• _GIVEN TEXT_
· · · ·

BTOP Hokkaido BTOP北海道
- Full name: BTOP Hokkaido
- Founded: 1998; 27 years ago as Sapporo Thank SC
- Ground: Iwamizawa City Okayama Sports Field Iwamizawa, Hokkaido
- Owner(s): BTOP Co., Ltd.
- Chairman: Tetsuya Yano
- Manager: Masayuki Miura
- League: Hokkaido Soccer League
- 2025: 1st of 8 (Champions)
- Website: btop.jp

= BTOP Hokkaido =

Japanese football club

BTOP Hokkaido (BTOP北海道, Bi Ti O Pi Hokkaidō), formerly known as BTOP Thank Kuriyama, are a Japanese football club based in Kuriyama, Sorachi, Hokkaido. They play in the Hokkaido Soccer League. Despite playing in a league that holds an amateur status, the club's players and employees are currently signed on professional contracts.

==History==
The club was established in 1998 under the name Sapporo Thank FC. As a phoenix club, it emerged from the dissolution of another Hokkaido team, Anfini Sapporo. Originally based in Sapporo, the club relocated to Kuriyama, a town in Hokkaido, in 2004. Following the move, the club rebranded as Thank FC Kuriyama. They competed in the Hokkaido Soccer League until 2006 but were relegated after finishing in seventh place in the league.

From 2007 to 2021, they played at the Hokkaido Block Leagues, which can be considered Japan's 7th-tier league. At the start of the 2021 year, the club once again rebranded, now changing into BTOP Thank Kuriyama. Former J.League player Tetsuya Yano became the club's president, and the players were all signed into professional contracts.

· · · ·

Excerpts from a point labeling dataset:
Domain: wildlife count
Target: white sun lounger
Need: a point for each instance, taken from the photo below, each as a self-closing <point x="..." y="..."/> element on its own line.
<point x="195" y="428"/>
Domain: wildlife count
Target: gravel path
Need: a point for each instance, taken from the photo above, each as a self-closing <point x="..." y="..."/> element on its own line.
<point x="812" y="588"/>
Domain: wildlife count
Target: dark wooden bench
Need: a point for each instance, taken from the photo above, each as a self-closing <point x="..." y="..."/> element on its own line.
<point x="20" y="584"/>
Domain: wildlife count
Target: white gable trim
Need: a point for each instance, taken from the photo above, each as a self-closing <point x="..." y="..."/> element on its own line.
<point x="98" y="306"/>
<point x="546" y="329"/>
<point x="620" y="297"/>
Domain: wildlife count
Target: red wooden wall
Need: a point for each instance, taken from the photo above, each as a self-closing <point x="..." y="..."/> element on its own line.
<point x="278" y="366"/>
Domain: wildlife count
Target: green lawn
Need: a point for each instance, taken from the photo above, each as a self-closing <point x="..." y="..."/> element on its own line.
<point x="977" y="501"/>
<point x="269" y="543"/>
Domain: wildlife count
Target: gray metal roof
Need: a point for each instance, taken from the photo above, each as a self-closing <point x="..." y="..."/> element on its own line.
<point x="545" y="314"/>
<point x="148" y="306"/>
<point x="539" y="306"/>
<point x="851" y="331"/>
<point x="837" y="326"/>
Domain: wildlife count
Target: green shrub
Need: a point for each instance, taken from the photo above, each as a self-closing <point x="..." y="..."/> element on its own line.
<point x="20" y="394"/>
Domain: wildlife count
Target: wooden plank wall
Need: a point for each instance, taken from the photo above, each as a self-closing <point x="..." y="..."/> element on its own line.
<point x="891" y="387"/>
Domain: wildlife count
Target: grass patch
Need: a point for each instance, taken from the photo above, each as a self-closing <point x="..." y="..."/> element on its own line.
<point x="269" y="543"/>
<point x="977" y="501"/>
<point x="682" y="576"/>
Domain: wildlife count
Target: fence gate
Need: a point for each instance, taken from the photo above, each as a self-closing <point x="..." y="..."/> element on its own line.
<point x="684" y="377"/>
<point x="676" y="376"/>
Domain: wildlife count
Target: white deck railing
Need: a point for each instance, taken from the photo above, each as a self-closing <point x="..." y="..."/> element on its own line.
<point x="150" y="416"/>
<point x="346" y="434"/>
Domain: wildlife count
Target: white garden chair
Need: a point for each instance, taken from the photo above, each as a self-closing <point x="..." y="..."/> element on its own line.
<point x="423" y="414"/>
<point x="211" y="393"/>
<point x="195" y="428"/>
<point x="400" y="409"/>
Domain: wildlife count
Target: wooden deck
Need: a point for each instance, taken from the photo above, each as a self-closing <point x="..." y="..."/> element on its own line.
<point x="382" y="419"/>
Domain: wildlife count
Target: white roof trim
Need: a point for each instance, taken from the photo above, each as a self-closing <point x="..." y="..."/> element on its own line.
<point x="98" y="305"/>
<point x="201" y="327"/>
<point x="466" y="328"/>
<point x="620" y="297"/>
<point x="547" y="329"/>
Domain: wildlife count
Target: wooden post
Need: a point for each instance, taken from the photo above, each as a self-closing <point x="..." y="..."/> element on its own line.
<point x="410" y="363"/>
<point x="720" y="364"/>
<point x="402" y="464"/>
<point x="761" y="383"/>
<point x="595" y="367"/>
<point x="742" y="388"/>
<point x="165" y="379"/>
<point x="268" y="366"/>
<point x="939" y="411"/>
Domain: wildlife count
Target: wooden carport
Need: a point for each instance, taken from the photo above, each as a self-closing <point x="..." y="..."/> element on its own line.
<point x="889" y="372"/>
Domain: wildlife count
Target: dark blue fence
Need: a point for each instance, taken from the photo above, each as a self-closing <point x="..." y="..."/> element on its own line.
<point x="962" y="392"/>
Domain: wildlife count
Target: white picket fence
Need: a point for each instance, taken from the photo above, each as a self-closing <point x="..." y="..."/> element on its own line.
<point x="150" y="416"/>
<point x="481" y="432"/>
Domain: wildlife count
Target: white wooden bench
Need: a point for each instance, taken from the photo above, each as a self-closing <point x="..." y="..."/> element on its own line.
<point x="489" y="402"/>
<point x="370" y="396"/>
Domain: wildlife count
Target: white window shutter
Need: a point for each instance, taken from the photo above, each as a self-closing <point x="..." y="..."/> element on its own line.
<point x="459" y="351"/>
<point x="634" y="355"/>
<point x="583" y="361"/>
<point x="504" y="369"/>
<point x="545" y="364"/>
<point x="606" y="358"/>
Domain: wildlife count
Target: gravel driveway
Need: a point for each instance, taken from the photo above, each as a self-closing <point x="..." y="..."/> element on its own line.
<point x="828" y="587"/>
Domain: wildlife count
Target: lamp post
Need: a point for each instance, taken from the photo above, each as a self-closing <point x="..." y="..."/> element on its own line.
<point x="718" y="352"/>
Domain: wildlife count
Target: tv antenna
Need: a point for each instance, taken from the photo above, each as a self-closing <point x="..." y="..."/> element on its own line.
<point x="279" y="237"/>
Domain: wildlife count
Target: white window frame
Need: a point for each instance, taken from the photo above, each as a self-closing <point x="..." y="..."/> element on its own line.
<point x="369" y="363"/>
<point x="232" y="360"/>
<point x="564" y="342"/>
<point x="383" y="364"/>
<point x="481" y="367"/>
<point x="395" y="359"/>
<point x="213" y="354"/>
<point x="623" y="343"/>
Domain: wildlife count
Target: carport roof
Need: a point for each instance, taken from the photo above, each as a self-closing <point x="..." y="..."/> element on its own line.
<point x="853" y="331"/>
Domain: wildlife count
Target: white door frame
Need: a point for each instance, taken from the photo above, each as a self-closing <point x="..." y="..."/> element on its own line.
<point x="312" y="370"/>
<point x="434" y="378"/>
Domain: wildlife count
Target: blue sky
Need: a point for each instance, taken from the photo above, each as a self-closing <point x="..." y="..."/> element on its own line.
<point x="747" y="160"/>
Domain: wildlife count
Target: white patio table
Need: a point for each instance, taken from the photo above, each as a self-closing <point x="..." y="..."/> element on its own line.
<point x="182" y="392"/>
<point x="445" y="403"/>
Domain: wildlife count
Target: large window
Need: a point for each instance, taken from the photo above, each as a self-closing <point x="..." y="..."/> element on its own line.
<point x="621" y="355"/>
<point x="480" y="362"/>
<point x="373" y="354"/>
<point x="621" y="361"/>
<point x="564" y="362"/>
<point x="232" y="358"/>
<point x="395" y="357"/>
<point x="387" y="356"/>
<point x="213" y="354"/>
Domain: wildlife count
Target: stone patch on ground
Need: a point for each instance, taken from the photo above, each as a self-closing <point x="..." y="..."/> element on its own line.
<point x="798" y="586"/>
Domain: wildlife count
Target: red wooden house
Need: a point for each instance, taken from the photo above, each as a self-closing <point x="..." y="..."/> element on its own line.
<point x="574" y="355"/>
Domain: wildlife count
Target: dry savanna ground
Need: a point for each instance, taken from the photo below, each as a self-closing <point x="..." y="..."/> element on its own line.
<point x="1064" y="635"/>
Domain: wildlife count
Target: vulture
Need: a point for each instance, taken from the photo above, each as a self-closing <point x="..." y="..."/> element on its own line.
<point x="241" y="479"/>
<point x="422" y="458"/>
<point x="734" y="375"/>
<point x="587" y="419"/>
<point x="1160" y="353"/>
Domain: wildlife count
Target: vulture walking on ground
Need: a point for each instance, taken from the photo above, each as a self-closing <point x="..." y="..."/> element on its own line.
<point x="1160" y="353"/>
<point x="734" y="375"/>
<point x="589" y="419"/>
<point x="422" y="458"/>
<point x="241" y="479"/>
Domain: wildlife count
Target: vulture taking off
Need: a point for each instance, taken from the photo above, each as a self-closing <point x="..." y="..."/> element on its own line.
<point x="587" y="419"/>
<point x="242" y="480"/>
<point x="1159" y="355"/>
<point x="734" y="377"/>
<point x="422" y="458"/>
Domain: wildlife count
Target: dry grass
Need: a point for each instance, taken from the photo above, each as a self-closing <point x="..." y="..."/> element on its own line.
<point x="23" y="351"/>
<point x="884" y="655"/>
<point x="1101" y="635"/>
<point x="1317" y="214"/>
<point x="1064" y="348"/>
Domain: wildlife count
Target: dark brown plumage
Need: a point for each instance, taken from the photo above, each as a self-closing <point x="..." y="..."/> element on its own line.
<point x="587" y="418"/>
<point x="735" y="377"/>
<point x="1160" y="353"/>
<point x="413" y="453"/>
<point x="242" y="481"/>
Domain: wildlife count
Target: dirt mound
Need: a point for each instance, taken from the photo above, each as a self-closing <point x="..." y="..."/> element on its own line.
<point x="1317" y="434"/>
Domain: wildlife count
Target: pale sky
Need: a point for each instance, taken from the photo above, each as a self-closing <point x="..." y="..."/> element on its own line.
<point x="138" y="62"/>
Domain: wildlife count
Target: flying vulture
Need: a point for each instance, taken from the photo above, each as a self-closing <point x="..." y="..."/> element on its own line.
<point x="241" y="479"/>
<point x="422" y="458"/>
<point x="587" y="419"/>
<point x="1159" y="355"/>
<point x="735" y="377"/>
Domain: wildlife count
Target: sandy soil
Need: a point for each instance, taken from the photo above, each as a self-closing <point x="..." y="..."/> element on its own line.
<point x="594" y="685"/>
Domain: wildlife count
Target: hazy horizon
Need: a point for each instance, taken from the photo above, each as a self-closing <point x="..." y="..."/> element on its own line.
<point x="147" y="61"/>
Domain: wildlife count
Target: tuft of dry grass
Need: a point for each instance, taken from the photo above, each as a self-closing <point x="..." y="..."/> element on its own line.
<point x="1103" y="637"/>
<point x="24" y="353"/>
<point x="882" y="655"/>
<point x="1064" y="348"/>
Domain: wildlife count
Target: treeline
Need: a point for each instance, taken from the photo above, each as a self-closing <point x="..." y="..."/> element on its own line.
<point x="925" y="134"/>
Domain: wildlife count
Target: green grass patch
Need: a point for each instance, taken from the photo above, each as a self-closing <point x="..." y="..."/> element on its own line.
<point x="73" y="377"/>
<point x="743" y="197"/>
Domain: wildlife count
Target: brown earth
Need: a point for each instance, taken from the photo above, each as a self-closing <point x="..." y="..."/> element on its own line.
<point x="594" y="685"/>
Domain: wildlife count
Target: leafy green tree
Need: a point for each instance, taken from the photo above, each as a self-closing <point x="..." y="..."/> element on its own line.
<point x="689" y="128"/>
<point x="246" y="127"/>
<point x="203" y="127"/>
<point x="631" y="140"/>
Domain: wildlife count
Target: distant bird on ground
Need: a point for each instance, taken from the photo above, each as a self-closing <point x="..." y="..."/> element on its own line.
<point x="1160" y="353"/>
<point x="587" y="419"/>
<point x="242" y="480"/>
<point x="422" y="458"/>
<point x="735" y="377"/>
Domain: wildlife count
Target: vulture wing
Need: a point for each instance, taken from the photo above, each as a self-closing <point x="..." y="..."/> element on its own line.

· · · ·

• _TASK SET_
• A. Which lines in the entries contain the string "trim"? Copy each of them in full.
• B. What comes next in the article on BTOP Hokkaido? Continue it, starting after its final sentence.

• _WRITTEN RESPONSES_
• A.
Target: white gable trim
Target: white roof trim

• B.
In 2022, they debuted in the 5th-tier league, Hokkaido Soccer League. After signing experienced players to help the team, BTOP Thank Kuriyama immediately won the Hokkaido Soccer League title after being promoted, after a last effort was made on 25 September, beating Sapporo FC by 8–0. With this win, their got their first promotion opportunity to the Japan Football League, Japan's 4th tier, via the 2022 Regional Champions League. They had qualified for the tournament by winning the Hokkaido League and by finishing as 2022 Shakaijin Cup runners-up, where they lost to Briobecca Urayasu by 5–3 after a penalty shoot-out, after a 0–0 tie in the regulation time. Despite their efforts, they were eliminated in the group stage of the competition, losing all three matches by 2–1.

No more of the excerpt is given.